[Objective]:
From the listing below, copy out each line that contains the string "lava".
[begin Given information]
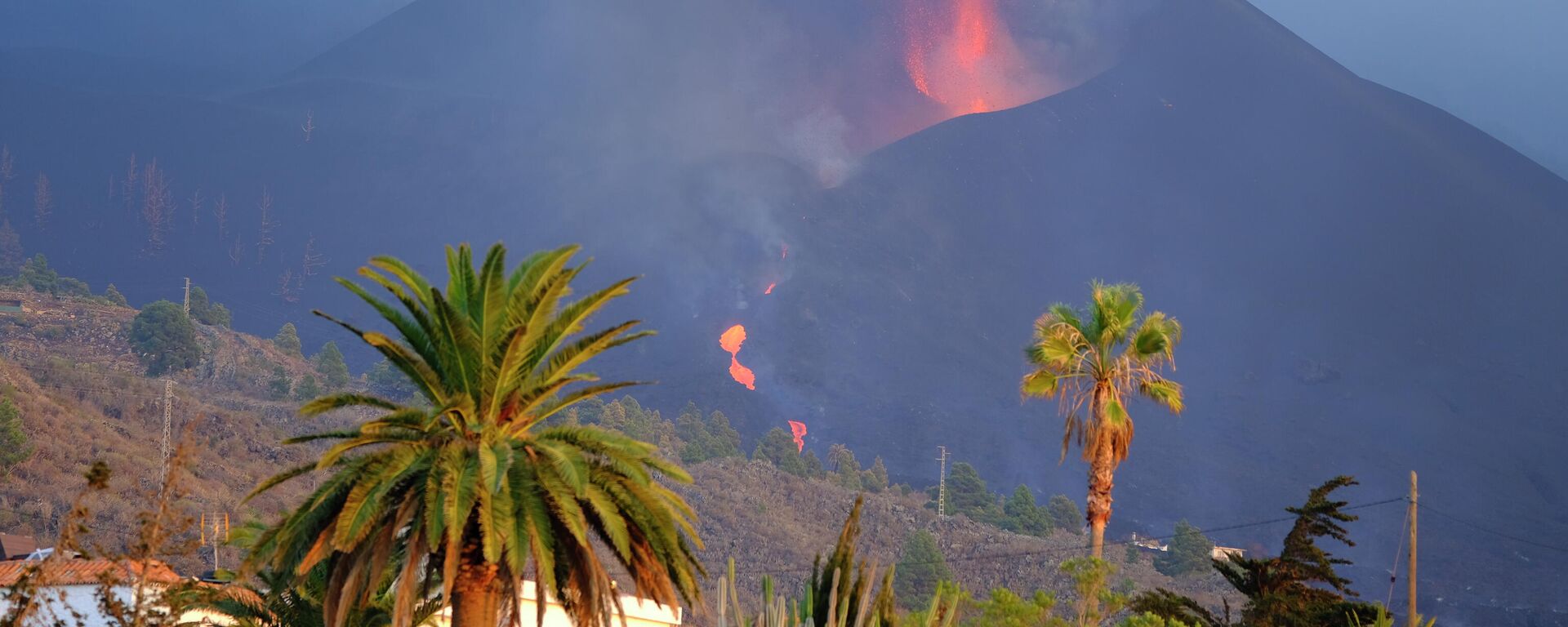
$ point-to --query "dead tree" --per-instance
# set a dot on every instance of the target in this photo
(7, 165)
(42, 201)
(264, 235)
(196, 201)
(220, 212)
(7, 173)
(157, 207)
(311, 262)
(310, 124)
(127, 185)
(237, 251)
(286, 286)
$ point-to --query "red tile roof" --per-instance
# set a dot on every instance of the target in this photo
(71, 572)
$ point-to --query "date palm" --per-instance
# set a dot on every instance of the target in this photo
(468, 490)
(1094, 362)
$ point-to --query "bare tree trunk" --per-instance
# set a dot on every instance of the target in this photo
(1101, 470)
[end Given information]
[begin Given information]
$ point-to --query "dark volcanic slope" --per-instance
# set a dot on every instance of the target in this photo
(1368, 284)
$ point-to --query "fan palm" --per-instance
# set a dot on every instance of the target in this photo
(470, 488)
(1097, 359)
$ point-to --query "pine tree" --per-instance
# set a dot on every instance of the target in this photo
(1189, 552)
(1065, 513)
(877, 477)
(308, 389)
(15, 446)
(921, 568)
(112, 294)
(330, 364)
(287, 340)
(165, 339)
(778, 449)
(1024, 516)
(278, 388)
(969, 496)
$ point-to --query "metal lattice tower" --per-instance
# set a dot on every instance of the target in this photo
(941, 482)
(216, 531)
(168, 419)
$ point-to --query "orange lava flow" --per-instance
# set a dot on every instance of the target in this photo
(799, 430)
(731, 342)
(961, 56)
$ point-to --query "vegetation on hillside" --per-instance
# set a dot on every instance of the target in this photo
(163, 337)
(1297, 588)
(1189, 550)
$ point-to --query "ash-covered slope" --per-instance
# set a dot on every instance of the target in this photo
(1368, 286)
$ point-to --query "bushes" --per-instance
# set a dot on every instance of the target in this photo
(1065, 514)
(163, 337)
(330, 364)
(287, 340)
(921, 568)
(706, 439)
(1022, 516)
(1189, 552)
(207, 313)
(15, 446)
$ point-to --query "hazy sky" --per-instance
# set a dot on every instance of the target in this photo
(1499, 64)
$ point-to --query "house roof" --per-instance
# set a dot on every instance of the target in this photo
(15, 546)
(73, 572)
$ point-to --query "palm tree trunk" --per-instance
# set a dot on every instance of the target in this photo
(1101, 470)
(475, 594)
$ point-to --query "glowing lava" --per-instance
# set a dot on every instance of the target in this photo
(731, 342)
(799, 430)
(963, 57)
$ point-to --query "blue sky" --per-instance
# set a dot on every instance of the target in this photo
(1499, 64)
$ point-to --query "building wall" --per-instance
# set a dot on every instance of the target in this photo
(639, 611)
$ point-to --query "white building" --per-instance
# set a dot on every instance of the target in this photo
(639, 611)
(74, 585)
[end Given information]
[begin Given information]
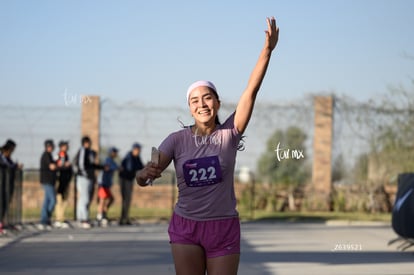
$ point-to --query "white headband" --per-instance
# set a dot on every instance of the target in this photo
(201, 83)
[end Given information]
[Exercise result]:
$ point-to --query "orange lava flow" --per-instance
$ point-to --query "glowing lava" --per-instance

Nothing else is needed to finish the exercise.